From Wikipedia,
the free encyclopedia.
The word affinity
(Lat. affinitas, relationship by
marriage, from affinis, bordering
on, related to; finis, border,
boundary) bears several meanings.
Law
In law and in cultural
anthropology, affinity,
as distinguished from
consanguinity, is kinship by
marriage. It is the relation
which each party to a marriage,
the
husband and
wife, bears to the kindred of
the other. Affinity is usually
described as of three kinds. (1)
Direct: that relationship which
subsists between the husband and
his wife's relations by
blood or between the wife and
the husband's relations by blood.
The marriage having made them one
person, the blood relations of
each are held as related by
affinity in the same degree to the
one spouse as by consanguinity to
the other. But the relation is
only with the married parties
themselves, and does not bring
those in affinity with them in
affinity with each other; so a
wife's sister has no affinity to
her husband's brother. This is
secondary affinity.
Collateral affinity is the
relationship subsisting between
the husband and the relations of
his wife's relations.
The subject is chiefly
important from the matrimonial
prohibitions by which the
canon law has restricted
relations by affinity. Taking the
table of degrees within which
marriage is prohibited on account
of consanguinity, the rule has
been thus extended to affinity, so
that wherever relationship to a
man himself would be a bar to
marriage, relationship to his
deceased wife will be the same
bar, and vice versa on the
husband's decease. See
affinity (canon law) for more
discussion.

What the exercise asks: Retype the article on affinity word for word, from "The marriage having" to "secondary affinity.".

Extracted entries:
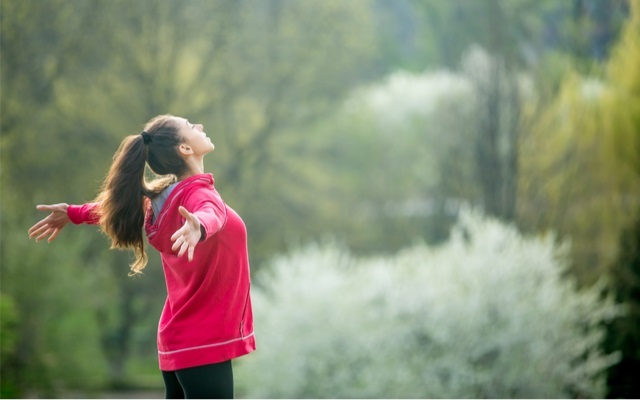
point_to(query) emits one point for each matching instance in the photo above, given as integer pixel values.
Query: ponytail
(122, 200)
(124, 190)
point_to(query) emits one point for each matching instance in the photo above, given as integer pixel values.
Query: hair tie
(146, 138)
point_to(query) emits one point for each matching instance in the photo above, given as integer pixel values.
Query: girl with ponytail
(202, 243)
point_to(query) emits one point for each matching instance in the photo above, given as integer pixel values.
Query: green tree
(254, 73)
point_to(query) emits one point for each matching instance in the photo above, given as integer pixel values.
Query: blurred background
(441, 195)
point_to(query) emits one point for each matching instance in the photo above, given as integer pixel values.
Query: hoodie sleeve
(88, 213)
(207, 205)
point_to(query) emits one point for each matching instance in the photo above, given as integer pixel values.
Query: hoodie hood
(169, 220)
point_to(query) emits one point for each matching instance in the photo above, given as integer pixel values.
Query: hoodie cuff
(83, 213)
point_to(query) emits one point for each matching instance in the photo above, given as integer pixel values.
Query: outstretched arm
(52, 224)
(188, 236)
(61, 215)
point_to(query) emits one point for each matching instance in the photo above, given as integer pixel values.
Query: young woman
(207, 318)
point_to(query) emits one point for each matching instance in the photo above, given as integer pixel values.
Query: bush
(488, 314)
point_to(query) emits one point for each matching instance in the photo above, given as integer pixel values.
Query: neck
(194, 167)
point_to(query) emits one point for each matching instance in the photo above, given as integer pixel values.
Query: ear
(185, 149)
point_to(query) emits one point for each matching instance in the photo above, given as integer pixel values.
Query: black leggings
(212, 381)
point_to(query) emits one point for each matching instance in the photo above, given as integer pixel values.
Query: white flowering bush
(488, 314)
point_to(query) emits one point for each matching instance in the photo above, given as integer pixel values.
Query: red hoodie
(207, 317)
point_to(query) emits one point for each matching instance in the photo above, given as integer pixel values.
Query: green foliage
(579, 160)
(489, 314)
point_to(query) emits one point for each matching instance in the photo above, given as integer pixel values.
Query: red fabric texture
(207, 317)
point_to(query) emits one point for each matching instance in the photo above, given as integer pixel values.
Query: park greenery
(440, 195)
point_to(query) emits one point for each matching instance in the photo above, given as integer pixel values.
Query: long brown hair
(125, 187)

...

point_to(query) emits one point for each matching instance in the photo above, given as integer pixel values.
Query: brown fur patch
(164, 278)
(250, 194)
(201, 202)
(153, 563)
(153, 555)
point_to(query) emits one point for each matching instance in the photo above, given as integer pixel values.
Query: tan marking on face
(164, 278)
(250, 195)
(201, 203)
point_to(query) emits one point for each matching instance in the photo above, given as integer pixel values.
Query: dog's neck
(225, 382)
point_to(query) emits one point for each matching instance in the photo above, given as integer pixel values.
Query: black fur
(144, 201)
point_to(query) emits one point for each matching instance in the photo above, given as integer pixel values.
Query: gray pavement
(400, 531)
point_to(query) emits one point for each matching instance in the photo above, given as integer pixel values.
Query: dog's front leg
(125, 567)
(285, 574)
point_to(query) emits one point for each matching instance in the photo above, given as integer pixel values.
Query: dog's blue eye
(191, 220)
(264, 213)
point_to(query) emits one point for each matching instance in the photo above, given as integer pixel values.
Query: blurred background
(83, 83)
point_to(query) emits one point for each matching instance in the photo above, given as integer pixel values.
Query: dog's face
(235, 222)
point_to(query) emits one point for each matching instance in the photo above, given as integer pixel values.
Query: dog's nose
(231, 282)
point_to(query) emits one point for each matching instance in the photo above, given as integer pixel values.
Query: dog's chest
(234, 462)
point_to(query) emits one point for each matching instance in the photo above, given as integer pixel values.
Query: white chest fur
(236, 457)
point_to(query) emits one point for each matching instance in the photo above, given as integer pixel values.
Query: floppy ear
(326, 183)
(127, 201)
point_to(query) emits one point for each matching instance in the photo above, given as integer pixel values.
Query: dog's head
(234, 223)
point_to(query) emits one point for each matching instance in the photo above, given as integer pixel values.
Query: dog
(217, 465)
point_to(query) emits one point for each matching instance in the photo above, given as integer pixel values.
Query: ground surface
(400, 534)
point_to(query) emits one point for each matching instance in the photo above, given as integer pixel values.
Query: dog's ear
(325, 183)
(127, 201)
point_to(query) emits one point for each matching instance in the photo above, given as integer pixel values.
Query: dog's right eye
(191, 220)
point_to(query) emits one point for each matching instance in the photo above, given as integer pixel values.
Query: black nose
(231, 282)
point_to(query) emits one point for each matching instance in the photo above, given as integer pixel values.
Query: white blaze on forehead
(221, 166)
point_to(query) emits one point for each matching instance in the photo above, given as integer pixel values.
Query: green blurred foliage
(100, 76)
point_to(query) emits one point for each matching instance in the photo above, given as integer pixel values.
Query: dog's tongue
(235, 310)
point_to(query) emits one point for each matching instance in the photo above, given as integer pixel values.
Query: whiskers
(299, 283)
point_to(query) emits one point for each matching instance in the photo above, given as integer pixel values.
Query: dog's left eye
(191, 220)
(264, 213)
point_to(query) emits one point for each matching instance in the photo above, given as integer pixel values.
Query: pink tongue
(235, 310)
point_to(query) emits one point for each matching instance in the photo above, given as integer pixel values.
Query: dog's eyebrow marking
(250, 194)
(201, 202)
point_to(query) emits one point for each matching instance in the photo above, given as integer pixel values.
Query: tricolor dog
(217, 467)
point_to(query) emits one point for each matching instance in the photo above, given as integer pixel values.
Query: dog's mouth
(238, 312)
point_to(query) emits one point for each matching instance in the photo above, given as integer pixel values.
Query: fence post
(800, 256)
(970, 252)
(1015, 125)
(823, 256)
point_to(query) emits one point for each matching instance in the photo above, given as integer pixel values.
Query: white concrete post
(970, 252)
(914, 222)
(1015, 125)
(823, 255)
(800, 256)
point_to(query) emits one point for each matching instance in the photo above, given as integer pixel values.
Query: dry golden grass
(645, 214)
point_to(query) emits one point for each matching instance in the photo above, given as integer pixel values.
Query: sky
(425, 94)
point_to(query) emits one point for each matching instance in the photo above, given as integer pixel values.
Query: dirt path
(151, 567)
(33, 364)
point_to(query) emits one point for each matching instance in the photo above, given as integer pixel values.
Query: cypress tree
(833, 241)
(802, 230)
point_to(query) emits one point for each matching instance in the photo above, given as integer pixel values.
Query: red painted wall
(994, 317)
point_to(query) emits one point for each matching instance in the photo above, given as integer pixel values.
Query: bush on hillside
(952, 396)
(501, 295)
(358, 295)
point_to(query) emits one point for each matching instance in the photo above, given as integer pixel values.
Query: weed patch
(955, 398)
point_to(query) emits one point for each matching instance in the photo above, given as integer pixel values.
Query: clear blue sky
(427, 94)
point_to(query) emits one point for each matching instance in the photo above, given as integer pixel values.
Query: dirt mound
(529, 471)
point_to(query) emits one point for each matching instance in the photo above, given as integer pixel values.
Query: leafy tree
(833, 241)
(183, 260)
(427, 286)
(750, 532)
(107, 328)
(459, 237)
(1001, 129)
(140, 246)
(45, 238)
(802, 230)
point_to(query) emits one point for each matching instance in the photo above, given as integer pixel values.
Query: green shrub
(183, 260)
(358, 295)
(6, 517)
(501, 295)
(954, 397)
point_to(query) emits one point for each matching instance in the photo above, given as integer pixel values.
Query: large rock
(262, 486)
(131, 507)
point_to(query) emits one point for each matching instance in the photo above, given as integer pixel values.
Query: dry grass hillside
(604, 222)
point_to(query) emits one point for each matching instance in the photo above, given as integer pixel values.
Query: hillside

Task answer:
The marriage having made them one
person, the blood relations of
each are held as related by
affinity in the same degree to the
one spouse as by consanguinity to
the other. But the relation is
only with the married parties
themselves, and does not bring
those in affinity with them in
affinity with each other; so a
wife's sister has no affinity to
her husband's brother. This is
secondary affinity.